**WHAT TO PRODUCE**. Update the entries from the first line through the line containing "positive clicks: (489, 452) (433, 395)" by replacing every "rough mask" with "coarse mask". Return those lines with nothing else changed.

Dataset entries
++++++++++++++++++++

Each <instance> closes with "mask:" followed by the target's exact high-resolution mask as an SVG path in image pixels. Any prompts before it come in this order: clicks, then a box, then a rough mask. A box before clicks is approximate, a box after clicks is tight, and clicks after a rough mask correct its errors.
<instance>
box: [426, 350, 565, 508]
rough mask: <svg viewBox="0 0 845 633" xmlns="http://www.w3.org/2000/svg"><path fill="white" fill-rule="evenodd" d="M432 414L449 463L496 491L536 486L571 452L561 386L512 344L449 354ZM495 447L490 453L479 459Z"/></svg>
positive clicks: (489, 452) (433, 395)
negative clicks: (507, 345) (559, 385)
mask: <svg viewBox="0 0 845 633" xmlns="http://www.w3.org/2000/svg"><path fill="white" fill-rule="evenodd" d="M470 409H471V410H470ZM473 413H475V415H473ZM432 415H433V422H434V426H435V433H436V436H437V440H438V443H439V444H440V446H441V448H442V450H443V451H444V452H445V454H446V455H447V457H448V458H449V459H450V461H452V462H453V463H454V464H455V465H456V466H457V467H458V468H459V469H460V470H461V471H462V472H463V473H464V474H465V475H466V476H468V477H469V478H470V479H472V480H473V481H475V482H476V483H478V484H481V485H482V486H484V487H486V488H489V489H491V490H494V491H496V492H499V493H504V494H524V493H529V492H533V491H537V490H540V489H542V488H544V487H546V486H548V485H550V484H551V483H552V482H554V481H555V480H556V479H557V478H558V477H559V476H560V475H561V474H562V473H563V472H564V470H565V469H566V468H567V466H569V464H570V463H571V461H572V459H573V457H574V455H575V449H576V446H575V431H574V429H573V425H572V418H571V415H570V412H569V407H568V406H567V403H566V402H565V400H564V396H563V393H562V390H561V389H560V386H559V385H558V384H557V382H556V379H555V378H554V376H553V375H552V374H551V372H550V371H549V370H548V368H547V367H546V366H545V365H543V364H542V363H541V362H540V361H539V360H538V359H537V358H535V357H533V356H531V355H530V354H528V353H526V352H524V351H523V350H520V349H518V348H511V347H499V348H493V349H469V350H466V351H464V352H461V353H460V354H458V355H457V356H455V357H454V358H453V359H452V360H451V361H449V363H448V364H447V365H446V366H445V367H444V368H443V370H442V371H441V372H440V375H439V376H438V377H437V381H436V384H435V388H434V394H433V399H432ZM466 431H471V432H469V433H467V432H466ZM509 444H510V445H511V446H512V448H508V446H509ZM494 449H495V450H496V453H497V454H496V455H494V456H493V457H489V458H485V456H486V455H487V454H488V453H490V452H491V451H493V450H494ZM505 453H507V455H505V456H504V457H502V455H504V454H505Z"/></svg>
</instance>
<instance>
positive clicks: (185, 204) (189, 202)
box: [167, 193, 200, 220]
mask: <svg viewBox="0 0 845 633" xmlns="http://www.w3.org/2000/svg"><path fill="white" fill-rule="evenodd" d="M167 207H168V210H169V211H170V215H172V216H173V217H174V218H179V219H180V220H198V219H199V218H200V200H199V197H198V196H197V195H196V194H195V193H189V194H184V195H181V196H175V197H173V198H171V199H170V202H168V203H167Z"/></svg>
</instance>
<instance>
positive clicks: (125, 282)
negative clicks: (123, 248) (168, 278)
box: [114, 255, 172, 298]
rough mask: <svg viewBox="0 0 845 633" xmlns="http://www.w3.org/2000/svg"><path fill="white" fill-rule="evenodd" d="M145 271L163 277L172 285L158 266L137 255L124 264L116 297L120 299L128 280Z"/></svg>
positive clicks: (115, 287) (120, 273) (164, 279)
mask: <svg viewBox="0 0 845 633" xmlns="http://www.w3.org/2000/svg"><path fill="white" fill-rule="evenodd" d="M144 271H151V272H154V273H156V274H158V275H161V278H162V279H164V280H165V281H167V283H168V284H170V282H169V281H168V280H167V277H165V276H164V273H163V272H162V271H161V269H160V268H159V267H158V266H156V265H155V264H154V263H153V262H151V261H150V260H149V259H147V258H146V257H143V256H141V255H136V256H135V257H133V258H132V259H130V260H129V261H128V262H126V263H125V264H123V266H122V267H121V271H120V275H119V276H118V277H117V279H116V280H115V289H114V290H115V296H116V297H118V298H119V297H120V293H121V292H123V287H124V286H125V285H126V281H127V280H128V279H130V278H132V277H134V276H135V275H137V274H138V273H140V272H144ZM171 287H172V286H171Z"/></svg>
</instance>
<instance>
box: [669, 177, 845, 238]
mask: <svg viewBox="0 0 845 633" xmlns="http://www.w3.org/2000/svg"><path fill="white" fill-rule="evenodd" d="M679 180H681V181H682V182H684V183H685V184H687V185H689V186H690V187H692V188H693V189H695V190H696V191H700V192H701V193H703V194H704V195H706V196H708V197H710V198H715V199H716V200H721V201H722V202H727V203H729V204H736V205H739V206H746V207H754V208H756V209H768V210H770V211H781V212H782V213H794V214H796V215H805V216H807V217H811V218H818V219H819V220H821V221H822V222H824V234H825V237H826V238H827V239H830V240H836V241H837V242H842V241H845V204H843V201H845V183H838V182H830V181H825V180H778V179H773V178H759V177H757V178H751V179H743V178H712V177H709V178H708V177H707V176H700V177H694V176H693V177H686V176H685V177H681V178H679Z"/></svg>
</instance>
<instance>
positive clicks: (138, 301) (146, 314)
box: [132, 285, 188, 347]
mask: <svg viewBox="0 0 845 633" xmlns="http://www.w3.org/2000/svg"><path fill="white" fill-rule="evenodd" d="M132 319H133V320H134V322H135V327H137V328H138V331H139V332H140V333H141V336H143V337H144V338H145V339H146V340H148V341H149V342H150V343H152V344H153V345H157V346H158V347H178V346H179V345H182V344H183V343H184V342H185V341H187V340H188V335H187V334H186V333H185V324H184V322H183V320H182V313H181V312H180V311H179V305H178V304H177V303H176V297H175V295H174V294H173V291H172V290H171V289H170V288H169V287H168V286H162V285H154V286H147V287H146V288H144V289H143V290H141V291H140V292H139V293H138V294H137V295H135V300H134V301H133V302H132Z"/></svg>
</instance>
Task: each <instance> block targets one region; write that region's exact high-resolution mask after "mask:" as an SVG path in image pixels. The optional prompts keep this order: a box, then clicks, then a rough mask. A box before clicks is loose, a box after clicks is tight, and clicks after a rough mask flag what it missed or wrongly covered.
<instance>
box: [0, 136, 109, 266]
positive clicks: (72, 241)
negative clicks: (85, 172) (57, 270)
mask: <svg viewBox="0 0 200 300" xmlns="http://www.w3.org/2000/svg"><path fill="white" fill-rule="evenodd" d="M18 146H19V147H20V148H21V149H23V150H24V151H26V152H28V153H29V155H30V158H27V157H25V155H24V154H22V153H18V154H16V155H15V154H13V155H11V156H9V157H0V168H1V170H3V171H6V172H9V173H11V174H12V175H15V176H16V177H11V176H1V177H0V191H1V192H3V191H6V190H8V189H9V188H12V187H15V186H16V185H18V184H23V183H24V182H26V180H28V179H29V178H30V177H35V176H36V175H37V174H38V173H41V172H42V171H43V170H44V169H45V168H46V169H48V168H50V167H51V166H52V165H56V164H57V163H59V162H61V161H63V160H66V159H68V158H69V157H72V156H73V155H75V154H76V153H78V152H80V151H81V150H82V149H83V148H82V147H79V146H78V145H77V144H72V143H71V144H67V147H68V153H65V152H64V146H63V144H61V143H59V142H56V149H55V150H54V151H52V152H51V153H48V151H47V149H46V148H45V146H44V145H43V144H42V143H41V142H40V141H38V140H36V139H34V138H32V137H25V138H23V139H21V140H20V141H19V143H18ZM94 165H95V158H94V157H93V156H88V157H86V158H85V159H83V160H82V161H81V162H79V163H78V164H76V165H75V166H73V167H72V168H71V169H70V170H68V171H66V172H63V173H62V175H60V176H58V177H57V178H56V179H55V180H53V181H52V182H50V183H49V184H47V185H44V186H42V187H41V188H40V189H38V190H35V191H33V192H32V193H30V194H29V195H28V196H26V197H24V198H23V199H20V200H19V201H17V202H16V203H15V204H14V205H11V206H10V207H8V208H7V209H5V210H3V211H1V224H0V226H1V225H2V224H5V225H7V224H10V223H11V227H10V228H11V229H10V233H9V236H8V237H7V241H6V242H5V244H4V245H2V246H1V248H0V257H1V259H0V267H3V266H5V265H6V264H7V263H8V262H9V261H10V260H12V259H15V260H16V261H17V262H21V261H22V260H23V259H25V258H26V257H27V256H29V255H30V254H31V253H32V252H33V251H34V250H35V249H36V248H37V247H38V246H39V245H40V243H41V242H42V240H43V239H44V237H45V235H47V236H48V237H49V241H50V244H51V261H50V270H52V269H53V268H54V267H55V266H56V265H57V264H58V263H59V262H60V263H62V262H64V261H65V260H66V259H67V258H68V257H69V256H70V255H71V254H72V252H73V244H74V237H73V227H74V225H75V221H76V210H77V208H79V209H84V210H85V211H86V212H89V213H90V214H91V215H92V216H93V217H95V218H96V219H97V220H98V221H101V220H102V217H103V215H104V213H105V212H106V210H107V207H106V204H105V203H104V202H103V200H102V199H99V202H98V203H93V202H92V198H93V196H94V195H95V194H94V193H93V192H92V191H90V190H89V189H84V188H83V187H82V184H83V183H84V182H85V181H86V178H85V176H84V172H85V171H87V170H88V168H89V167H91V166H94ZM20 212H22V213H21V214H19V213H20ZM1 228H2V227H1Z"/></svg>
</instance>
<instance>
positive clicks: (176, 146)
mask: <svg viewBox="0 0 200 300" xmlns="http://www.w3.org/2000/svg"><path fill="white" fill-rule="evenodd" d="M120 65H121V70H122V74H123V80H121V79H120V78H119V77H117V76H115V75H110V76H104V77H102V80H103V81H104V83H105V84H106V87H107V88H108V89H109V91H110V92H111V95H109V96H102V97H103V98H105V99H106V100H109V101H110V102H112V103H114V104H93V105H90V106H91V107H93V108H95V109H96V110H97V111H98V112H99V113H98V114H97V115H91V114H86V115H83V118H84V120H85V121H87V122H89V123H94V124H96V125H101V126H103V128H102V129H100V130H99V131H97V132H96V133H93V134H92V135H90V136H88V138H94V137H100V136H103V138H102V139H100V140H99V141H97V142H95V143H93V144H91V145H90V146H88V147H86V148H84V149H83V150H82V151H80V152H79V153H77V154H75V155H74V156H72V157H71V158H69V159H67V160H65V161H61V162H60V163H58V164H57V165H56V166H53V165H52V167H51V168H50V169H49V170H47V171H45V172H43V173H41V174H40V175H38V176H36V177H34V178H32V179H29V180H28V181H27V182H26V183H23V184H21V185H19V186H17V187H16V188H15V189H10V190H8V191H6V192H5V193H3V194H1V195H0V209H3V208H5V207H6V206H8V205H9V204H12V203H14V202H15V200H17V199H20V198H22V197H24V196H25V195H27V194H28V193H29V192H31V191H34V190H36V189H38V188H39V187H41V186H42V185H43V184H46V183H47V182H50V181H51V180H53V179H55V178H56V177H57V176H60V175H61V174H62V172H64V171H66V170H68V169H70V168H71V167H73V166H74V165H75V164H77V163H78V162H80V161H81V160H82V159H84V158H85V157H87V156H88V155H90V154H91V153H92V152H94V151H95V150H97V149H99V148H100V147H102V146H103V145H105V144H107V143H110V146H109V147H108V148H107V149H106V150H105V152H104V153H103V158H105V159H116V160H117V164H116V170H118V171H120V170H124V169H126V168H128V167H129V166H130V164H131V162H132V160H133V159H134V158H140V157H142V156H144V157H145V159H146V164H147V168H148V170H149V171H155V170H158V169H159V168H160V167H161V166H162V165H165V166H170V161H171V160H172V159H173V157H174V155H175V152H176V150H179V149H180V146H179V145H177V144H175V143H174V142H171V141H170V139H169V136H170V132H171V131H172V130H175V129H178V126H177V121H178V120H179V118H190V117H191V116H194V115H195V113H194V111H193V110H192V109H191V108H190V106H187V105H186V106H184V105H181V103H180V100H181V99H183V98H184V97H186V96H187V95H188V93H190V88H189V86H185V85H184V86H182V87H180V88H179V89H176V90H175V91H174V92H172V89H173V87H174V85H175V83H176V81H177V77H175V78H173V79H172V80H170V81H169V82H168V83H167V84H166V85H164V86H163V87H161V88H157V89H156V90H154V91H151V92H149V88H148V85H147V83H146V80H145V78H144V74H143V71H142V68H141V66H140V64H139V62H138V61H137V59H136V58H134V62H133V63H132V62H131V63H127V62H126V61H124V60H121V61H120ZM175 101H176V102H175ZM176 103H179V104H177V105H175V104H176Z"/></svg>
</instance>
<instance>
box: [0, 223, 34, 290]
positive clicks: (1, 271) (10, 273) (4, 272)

++++++++++++++++++++

**ANSWER AREA**.
Each <instance> closes with "mask:" followed by the target's exact high-resolution mask as an SVG path in image pixels. Any prompts before it come in this order: clicks, then a box, then a coarse mask. A box before clicks is approximate, a box after clicks is tight, and clicks after a coarse mask correct its errors.
<instance>
box: [426, 350, 565, 508]
coarse mask: <svg viewBox="0 0 845 633" xmlns="http://www.w3.org/2000/svg"><path fill="white" fill-rule="evenodd" d="M432 414L449 463L496 491L536 486L571 452L561 386L512 344L449 354ZM495 447L490 453L479 459Z"/></svg>
positive clicks: (489, 452) (433, 395)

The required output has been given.